_Instructions for the task_
Decide whether each statement below agrees with the abstract on false positives in reporter gene assays. Answer yes or no for each, and quote the words of the abstract that decide it.
1. The frequent hitter models were based on the chemical structures of 650 000 compounds tested in RGAs.
2. In the validation with 160 additional compounds, the hit rate was 2%.
3. The most frequently predicted targets relate to inflammation.

_Text for analysis_
━━━━━━━━━━
Understanding false positives in reporter gene assays: In silico chemogenomics approaches to prioritize cell-based HTS data

Crisman TJ, Parker CN, Jenkins JL, Scheiber J, Thoma M, Kang ZB, Kim R, Bender A, Nettles JH, Davies JW, Glick M
Journal of Chemical Information and Modeling - vol. 47 1319-1327 (2007)

Journal of Chemical Information and Modeling

High throughput screening (HTS) data is often noisy, containing both false positives and negatives. Thus, careful triaging and prioritization of the primary hit list can save time and money by identifying potential false positives before incurring the expense of followup. Of particular concern are cell-based reporter gene assays (RGAs) where the number of hits may be prohibitively high to be scrutinized manually for weeding out erroneous data. Based on statistical models built from chemical structures of 650 000 compounds tested in RGAs, we created « frequent hitter » models that make it possible to prioritize potential false positives. Furthermore, we followed up the frequent hitter evaluation with chemical structure based in silico target predictions to hypothesize a mechanism for the observed « off target » response. It was observed that the predicted cellular targets for the frequent hitters were known to be associated with undesirable effects such as cytotoxicity. More specifically, the most frequently predicted targets relate to apoptosis and cell differentiation, including kinases, topoisomerases, and protein phosphatases. The mechanism-based frequent hitter hypothesis was tested using 160 additional druglike compounds predicted by the model to be nonspecific actives in RGAs. This validation was successful (showing a 50% hit rate compared to a normal hit rate as low as 2%), and it demonstrates the power of computational models toward understanding complex relations between chemical structure and biological function.
━━━━━━━━━━
_Source information_
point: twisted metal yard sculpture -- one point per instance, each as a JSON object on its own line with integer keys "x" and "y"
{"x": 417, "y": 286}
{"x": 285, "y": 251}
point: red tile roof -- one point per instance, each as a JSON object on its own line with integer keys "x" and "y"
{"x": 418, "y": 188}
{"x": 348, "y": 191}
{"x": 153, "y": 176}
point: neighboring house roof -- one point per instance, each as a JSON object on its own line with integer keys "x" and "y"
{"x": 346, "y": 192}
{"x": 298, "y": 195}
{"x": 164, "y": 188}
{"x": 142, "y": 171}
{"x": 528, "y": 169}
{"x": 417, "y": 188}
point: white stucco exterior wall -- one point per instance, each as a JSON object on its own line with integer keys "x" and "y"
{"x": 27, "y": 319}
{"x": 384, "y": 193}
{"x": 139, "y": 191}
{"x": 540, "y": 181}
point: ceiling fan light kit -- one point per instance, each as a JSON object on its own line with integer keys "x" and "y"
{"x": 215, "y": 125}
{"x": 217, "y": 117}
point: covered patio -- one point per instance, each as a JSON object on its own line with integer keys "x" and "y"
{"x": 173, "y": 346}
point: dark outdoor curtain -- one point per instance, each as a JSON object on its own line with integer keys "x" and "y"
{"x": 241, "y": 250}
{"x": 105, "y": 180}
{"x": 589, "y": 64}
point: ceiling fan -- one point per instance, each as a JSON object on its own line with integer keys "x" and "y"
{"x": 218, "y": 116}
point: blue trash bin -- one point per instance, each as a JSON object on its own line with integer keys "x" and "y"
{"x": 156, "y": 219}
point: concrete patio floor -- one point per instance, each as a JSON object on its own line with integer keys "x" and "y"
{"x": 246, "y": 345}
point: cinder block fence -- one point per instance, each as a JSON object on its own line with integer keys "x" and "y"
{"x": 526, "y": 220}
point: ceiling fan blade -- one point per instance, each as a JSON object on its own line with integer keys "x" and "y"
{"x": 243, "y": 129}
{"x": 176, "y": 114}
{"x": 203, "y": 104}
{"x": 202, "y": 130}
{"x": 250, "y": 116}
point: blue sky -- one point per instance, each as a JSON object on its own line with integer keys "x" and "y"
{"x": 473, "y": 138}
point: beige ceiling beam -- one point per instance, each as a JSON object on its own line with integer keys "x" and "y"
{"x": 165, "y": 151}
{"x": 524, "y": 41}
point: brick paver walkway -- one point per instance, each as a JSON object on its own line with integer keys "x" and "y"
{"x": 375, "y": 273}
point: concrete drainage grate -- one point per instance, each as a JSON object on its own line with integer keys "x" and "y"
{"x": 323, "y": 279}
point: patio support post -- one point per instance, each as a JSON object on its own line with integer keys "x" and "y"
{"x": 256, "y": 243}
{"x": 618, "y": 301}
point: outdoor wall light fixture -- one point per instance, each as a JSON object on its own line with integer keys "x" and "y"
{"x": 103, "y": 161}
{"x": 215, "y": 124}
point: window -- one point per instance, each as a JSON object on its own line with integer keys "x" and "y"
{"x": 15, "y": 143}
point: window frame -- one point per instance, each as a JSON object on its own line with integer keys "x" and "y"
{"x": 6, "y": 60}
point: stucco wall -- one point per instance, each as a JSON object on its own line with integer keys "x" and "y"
━━━━━━━━━━
_Output_
1. Yes: "Based on statistical models built from chemical structures of 650 000 compounds tested in RGAs"
2. No: "showing a 50% hit rate compared to a normal hit rate as low as 2%"
3. No: "the most frequently predicted targets relate to apoptosis and cell differentiation"